__Brano da leggere__.
··········

Che Der Spiegel non amasse l'Italia e gli italioti era evidente... o meglio, era evidente che facesse leva su certa bassa e viscerale anima tedesca per vendere copie e divertire sulle mafie, le pizze e i baffi neri. Che desse agli italiani "dei codardi" dopo il caso Concordia era un atto preventivabile e che fa riflettere su dove si possa arrivare per vendere qualche copia in più, perlopiù nel paese della filosofia e dell'accoglienza del diverso, dove milioni di turchi hanno trovato un presente grazie a una gestione dell'immigrazione che è un esempio per tutta Europa.

Ed era ovvio che la risposta italica non si sarebbe fatta attendere. Perché è evidente che se i moralisti bigotti e nazionalisti beceri stanno nel paese della fratellanza tra culture, nel disastrato territorio nostrano i nonni che si gonfiano il petto di inno e amor patrio sono molti di più e fruttano ancora tanti bei soldoni. E chi meglio di quei fenomeni de Il Giornale potevano dare il via? "A noi Schettino, a voi Auschwitz", l'editoriale di quel mirabile professionista di Alessandro Sallusti che non ha assolutamente messo in scena alcun personalismo e, al contrario, si è dimostrato fine critico dei costumi altrui, con un'onestà intellettuale pari a quella di Tuttosport quando parla del calciomercato della Juventus.

··········

__Elenco dati__.
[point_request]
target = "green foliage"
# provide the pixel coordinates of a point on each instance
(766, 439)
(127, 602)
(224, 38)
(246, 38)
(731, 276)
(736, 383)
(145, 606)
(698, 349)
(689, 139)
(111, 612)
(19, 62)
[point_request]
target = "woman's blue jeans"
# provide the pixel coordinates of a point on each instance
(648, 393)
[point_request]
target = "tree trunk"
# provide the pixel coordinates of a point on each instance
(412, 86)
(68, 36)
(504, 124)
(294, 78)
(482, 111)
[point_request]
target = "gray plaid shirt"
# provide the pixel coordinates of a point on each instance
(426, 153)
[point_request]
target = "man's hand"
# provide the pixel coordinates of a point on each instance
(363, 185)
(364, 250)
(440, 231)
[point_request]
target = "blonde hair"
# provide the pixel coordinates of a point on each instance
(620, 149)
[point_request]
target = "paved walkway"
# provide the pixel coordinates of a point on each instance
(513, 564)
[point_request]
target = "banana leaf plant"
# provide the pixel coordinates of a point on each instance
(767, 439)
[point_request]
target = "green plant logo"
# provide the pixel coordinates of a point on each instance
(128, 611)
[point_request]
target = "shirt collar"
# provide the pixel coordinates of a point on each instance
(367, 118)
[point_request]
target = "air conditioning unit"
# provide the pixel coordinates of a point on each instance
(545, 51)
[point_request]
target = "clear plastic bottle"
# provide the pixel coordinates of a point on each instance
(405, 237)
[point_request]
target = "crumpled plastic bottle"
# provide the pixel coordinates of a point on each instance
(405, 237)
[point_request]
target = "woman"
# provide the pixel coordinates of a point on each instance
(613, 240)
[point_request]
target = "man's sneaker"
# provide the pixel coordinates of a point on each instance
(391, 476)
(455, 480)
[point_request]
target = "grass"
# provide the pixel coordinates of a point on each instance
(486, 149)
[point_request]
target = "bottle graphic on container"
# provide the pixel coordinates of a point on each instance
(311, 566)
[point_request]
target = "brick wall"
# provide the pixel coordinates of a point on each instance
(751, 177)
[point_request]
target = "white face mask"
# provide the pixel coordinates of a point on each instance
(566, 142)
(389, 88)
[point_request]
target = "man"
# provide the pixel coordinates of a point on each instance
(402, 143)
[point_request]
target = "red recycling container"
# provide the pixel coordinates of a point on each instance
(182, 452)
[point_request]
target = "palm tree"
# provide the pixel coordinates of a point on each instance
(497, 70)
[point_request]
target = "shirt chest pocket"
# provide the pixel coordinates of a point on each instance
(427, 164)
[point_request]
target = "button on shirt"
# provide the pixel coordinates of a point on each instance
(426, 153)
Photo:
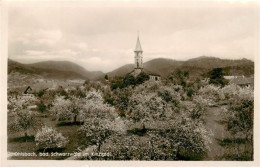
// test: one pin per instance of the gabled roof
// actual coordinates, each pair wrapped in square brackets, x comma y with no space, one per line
[138,47]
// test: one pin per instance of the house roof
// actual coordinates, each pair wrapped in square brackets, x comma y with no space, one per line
[138,47]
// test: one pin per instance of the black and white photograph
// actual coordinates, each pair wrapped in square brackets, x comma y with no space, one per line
[131,80]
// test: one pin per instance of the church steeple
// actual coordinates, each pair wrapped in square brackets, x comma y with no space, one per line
[138,56]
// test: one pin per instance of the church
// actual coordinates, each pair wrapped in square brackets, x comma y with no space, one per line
[138,63]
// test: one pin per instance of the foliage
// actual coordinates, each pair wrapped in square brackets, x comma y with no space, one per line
[66,109]
[211,93]
[174,142]
[106,77]
[239,118]
[119,98]
[216,76]
[145,107]
[179,77]
[198,107]
[48,137]
[41,107]
[129,80]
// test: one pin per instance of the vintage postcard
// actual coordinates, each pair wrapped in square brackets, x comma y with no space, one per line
[133,83]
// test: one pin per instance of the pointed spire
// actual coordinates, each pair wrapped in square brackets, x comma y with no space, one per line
[138,44]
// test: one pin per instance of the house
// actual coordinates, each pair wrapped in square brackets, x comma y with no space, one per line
[242,81]
[138,59]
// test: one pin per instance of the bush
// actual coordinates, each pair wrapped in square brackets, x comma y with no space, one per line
[22,121]
[216,76]
[48,137]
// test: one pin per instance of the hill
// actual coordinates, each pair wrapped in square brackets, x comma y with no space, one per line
[54,70]
[196,66]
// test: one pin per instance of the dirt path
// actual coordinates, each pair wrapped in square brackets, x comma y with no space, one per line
[219,132]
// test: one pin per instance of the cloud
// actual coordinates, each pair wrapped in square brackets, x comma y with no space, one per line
[102,38]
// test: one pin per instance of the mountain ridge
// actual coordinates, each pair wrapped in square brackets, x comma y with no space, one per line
[161,66]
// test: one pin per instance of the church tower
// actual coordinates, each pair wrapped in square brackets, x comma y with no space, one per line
[138,57]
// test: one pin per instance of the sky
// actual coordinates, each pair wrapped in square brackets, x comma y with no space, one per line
[102,36]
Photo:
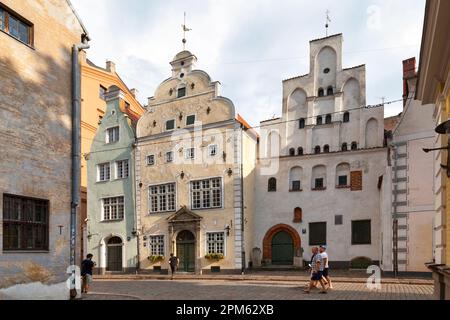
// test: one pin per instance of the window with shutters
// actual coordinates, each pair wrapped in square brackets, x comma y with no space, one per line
[361,232]
[317,233]
[25,224]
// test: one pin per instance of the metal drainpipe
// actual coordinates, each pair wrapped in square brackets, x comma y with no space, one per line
[395,221]
[76,144]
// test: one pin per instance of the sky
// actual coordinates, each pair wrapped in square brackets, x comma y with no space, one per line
[251,46]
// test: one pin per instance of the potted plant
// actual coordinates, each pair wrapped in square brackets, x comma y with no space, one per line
[214,256]
[156,258]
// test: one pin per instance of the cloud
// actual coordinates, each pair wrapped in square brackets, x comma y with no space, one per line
[251,46]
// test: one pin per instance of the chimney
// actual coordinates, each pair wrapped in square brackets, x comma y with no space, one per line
[409,72]
[111,66]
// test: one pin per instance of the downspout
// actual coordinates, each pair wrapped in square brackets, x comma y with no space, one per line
[76,143]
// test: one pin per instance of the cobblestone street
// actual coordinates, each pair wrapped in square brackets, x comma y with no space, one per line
[248,290]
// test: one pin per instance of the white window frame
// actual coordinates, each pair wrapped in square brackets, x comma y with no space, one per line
[191,194]
[174,125]
[149,244]
[189,154]
[225,237]
[117,169]
[214,147]
[150,212]
[107,140]
[147,158]
[102,203]
[195,119]
[98,171]
[171,157]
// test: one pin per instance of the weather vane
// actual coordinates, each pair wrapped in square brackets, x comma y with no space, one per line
[327,21]
[185,29]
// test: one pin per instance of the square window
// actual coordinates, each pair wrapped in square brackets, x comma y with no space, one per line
[170,125]
[361,232]
[151,160]
[343,180]
[190,120]
[296,185]
[319,183]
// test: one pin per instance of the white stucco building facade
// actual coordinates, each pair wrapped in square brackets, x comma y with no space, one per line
[321,167]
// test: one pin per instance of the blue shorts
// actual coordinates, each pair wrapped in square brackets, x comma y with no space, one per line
[316,276]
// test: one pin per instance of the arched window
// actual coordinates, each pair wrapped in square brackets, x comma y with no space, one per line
[343,175]
[319,178]
[301,123]
[346,117]
[321,92]
[330,91]
[295,178]
[272,185]
[319,120]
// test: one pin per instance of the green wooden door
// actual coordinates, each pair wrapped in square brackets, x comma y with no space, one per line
[282,249]
[186,251]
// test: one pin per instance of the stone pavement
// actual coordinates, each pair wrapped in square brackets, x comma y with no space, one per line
[197,289]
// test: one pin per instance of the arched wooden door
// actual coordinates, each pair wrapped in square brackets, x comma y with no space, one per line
[282,249]
[114,255]
[186,251]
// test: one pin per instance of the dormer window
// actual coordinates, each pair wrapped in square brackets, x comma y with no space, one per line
[330,91]
[181,92]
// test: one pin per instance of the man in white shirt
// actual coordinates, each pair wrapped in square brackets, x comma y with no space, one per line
[324,254]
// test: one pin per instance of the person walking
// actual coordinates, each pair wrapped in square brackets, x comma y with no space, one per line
[317,273]
[173,262]
[86,272]
[324,254]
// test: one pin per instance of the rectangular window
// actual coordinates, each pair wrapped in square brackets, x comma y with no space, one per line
[206,194]
[170,125]
[342,181]
[112,135]
[318,183]
[190,120]
[215,242]
[102,92]
[122,169]
[156,245]
[212,150]
[162,198]
[181,92]
[296,186]
[15,26]
[361,232]
[317,233]
[25,224]
[113,208]
[151,160]
[190,153]
[104,172]
[169,157]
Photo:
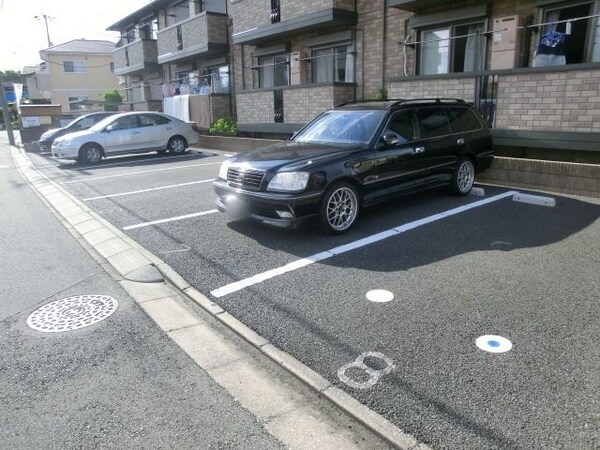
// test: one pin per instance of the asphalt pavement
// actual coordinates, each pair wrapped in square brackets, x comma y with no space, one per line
[151,374]
[457,268]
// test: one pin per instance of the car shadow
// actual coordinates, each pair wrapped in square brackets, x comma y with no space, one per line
[131,161]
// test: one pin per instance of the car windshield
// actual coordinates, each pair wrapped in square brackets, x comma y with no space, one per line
[103,123]
[342,127]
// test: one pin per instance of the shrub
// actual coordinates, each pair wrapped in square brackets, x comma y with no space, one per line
[224,126]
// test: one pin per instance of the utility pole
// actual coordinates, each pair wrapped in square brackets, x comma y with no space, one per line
[6,113]
[45,17]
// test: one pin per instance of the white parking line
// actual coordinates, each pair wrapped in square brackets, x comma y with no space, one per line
[130,161]
[141,191]
[171,219]
[140,172]
[239,285]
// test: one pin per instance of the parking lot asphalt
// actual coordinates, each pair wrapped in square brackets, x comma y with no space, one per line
[524,272]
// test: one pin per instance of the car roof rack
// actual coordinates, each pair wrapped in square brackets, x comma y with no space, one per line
[398,101]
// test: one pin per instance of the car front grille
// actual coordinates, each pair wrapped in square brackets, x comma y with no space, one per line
[250,179]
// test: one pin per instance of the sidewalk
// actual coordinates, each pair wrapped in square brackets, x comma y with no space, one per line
[124,382]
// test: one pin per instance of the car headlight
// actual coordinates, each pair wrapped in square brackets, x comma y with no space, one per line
[224,168]
[289,181]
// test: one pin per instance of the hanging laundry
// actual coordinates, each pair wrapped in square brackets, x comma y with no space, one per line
[551,50]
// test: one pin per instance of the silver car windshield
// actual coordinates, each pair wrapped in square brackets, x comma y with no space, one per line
[102,124]
[342,127]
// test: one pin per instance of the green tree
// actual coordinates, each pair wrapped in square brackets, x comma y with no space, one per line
[112,100]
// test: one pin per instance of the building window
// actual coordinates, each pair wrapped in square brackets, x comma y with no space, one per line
[273,70]
[75,105]
[567,42]
[74,66]
[215,80]
[179,38]
[458,48]
[333,63]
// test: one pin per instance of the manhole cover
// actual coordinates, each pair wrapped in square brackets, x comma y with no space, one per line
[72,313]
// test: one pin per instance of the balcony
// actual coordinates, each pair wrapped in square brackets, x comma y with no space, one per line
[419,5]
[288,18]
[202,35]
[135,58]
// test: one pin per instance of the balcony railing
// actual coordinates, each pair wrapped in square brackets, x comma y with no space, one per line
[203,34]
[285,18]
[135,58]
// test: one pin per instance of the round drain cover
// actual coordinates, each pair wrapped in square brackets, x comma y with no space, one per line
[72,313]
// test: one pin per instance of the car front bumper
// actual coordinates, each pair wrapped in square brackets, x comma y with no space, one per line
[65,152]
[281,210]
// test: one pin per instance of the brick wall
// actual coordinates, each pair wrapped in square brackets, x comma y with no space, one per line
[561,101]
[303,104]
[255,107]
[199,30]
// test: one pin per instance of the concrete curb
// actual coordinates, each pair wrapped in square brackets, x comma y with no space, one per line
[127,257]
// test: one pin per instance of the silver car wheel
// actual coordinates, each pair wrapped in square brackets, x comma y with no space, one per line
[342,208]
[465,177]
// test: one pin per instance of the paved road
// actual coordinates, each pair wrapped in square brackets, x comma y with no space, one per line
[121,383]
[524,272]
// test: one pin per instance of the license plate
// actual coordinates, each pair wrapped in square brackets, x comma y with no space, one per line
[236,206]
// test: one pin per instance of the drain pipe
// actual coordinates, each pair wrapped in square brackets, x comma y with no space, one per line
[383,52]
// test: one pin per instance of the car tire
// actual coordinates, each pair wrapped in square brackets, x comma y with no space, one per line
[339,208]
[90,153]
[177,145]
[463,177]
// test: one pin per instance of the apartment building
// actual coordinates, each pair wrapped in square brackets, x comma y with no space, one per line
[532,67]
[75,74]
[174,56]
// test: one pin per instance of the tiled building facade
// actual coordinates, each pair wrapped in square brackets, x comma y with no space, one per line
[531,66]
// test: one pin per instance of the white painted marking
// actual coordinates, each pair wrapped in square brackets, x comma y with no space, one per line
[477,192]
[359,364]
[534,200]
[171,219]
[493,344]
[141,191]
[139,172]
[239,285]
[181,250]
[380,296]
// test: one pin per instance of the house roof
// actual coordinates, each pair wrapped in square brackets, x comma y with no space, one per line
[82,46]
[143,13]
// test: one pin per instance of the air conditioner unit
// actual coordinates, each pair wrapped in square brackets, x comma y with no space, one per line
[504,42]
[297,68]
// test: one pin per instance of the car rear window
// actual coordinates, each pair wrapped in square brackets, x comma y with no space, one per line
[463,119]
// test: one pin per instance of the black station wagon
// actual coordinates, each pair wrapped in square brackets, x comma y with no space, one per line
[356,155]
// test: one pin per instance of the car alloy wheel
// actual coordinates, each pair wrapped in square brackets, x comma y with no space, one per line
[340,208]
[464,177]
[177,145]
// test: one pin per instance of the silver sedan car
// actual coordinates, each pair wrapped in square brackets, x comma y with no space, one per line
[127,133]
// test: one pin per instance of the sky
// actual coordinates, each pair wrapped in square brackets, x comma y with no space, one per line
[22,36]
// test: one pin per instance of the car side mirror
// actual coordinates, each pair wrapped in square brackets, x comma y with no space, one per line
[390,139]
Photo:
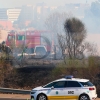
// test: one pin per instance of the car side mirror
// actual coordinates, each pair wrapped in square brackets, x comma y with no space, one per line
[52,87]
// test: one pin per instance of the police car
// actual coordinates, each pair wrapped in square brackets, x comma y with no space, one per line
[67,88]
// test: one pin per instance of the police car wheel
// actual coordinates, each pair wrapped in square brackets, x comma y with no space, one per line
[42,97]
[84,97]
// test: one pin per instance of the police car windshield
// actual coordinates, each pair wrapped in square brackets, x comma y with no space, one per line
[85,84]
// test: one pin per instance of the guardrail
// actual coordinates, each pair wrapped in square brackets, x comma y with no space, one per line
[16,91]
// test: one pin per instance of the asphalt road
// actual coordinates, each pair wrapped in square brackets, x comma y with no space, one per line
[12,99]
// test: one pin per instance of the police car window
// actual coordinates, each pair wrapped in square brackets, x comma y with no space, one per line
[60,84]
[49,85]
[73,84]
[86,83]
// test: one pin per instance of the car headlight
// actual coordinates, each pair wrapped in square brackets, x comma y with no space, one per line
[33,91]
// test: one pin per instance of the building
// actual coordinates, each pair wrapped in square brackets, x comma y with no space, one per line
[13,14]
[3,14]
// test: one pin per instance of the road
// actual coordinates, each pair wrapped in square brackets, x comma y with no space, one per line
[12,99]
[17,97]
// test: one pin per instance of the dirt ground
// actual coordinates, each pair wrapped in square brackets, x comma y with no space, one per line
[19,96]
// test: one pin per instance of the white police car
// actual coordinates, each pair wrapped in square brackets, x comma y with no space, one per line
[67,88]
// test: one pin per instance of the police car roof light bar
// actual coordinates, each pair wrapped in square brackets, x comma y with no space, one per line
[69,77]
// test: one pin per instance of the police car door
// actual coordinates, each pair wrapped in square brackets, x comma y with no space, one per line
[57,91]
[72,90]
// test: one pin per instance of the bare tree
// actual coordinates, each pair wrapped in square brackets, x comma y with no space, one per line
[54,23]
[75,33]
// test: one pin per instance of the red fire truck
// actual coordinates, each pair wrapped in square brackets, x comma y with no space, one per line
[30,39]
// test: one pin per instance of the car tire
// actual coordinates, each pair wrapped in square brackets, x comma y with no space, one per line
[32,98]
[42,97]
[84,97]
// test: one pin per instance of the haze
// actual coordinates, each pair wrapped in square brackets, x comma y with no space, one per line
[18,3]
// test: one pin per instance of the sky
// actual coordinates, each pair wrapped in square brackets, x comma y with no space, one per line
[18,3]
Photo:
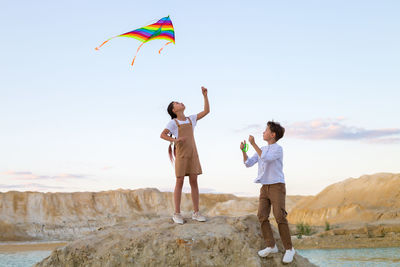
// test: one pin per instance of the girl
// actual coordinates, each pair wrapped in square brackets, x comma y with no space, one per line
[186,158]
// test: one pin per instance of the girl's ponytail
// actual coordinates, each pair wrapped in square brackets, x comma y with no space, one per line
[171,152]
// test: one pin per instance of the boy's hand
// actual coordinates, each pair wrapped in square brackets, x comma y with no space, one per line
[242,144]
[251,140]
[204,91]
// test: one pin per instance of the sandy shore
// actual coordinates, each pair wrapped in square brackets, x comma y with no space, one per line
[31,246]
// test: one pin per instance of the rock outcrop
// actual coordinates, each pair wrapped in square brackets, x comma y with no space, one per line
[65,216]
[370,198]
[222,241]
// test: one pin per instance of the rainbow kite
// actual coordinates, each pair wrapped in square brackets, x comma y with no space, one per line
[162,29]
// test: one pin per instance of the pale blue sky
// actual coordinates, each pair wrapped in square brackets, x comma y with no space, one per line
[76,119]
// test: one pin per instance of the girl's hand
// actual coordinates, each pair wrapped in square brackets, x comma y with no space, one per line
[204,91]
[242,144]
[180,140]
[251,140]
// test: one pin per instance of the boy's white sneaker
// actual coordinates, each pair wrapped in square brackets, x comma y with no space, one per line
[268,250]
[198,217]
[288,257]
[177,218]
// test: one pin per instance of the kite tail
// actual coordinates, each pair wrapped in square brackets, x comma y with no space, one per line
[136,53]
[97,48]
[159,51]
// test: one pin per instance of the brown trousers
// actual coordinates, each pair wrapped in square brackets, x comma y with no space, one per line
[274,194]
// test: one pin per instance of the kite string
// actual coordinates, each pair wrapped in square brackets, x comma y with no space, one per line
[97,48]
[159,51]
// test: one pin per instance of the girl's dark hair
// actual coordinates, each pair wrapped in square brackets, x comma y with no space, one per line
[173,116]
[276,128]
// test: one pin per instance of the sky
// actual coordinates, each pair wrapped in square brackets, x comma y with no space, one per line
[76,119]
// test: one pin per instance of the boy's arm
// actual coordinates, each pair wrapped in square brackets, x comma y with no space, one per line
[250,161]
[255,146]
[273,154]
[206,105]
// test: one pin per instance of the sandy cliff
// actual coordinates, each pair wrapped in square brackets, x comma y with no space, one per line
[64,216]
[370,198]
[222,241]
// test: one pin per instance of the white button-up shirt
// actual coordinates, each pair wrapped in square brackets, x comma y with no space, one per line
[270,164]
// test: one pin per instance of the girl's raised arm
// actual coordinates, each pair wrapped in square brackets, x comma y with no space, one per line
[164,135]
[206,104]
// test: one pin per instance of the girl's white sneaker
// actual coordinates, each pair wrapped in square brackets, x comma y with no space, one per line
[268,250]
[177,218]
[198,217]
[288,257]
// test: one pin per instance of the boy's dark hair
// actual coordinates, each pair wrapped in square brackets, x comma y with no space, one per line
[276,128]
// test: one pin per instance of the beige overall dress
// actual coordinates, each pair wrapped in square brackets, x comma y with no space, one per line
[187,160]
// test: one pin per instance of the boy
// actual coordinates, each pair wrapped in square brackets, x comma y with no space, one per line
[273,190]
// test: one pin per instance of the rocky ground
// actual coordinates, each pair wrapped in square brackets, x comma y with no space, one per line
[222,241]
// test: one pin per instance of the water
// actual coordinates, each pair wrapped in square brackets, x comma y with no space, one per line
[22,259]
[357,257]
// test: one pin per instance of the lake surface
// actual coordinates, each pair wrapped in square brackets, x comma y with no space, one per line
[322,257]
[22,259]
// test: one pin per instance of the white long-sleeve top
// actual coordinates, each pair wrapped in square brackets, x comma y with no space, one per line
[270,164]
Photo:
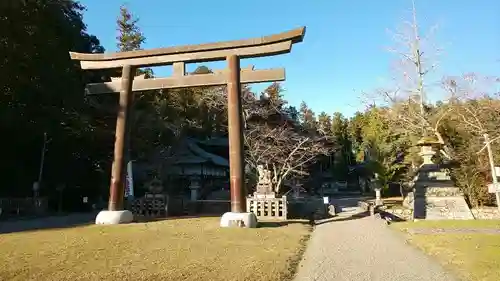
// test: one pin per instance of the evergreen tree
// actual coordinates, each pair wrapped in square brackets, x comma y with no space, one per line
[130,37]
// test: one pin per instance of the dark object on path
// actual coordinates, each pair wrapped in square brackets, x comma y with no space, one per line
[312,219]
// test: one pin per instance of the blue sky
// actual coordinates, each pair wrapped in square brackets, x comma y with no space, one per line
[344,51]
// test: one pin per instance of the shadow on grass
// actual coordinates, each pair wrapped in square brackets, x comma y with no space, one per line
[140,219]
[45,223]
[271,224]
[349,218]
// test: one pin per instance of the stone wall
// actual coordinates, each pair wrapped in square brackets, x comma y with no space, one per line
[486,213]
[402,213]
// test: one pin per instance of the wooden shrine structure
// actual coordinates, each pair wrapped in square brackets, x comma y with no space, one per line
[232,76]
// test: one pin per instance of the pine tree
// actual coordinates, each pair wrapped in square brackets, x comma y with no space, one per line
[130,37]
[306,116]
[324,123]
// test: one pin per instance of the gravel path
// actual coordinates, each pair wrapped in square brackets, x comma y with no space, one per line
[364,249]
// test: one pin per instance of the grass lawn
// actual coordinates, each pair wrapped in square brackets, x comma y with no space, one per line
[181,249]
[474,257]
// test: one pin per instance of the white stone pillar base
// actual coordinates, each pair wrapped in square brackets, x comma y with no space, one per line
[114,217]
[247,220]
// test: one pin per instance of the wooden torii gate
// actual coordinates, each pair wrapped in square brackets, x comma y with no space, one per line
[178,56]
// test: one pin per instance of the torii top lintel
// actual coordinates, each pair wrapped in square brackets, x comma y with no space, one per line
[248,48]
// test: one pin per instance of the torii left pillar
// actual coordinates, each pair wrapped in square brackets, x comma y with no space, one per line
[115,213]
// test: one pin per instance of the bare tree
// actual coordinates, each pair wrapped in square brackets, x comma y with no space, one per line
[283,150]
[271,138]
[406,101]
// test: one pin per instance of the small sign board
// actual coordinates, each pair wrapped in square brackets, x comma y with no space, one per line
[492,188]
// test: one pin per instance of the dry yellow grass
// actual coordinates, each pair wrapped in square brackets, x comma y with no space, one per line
[183,249]
[474,257]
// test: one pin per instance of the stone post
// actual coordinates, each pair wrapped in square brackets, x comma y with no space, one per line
[194,187]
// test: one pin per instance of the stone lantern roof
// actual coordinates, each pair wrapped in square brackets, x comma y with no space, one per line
[428,141]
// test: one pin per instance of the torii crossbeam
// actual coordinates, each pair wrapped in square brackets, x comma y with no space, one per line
[233,76]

··········

__Elenco compiti__.
1. Aggiorna il brano su Der Spiegel: riscrivi il tratto da "Che Der Spiegel" a "per tutta Europa." mettendo "vigliacchi" al posto di "codardi".
2. Nel brano su Der Spiegel, chi è l'autore dell'editoriale intitolato "A noi Schettino, a voi Auschwitz"?
3. Riprendi il brano su Der Spiegel e proseguilo dopo la sua ultima frase.

__Risposte scritte__.
1.
Che Der Spiegel non amasse l'Italia e gli italioti era evidente... o meglio, era evidente che facesse leva su certa bassa e viscerale anima tedesca per vendere copie e divertire sulle mafie, le pizze e i baffi neri. Che desse agli italiani "dei vigliacchi" dopo il caso Concordia era un atto preventivabile e che fa riflettere su dove si possa arrivare per vendere qualche copia in più, perlopiù nel paese della filosofia e dell'accoglienza del diverso, dove milioni di turchi hanno trovato un presente grazie a una gestione dell'immigrazione che è un esempio per tutta Europa.

2. L'autore è Alessandro Sallusti.

3.
Davanti a cotanta cultura non abbiamo assolutamente voglia di ricordare che nessuno come la Germania ha pagato i propri crimini di guerra, perché si sa, per molti lettori di questi quotidiani noi non siamo altro che maledetti traditori esterofili, simpatizzanti delle altre culture. Ma la cosa che ci fa male è che se Sallusti è riuscito a scrivere quel pezzo significa che l'unione tra i popoli europei (che è l'unica via per gli italiani di risollevarsi dal lutto di una nazione morta) è una strada ancora difficile e piena di insidie. Perché se esistono testate come il Giornale o la Padania o Tuttosport o Der Spiegel significa che esiste un mercato che ne avvalla il business.

E il mercato siamo noi.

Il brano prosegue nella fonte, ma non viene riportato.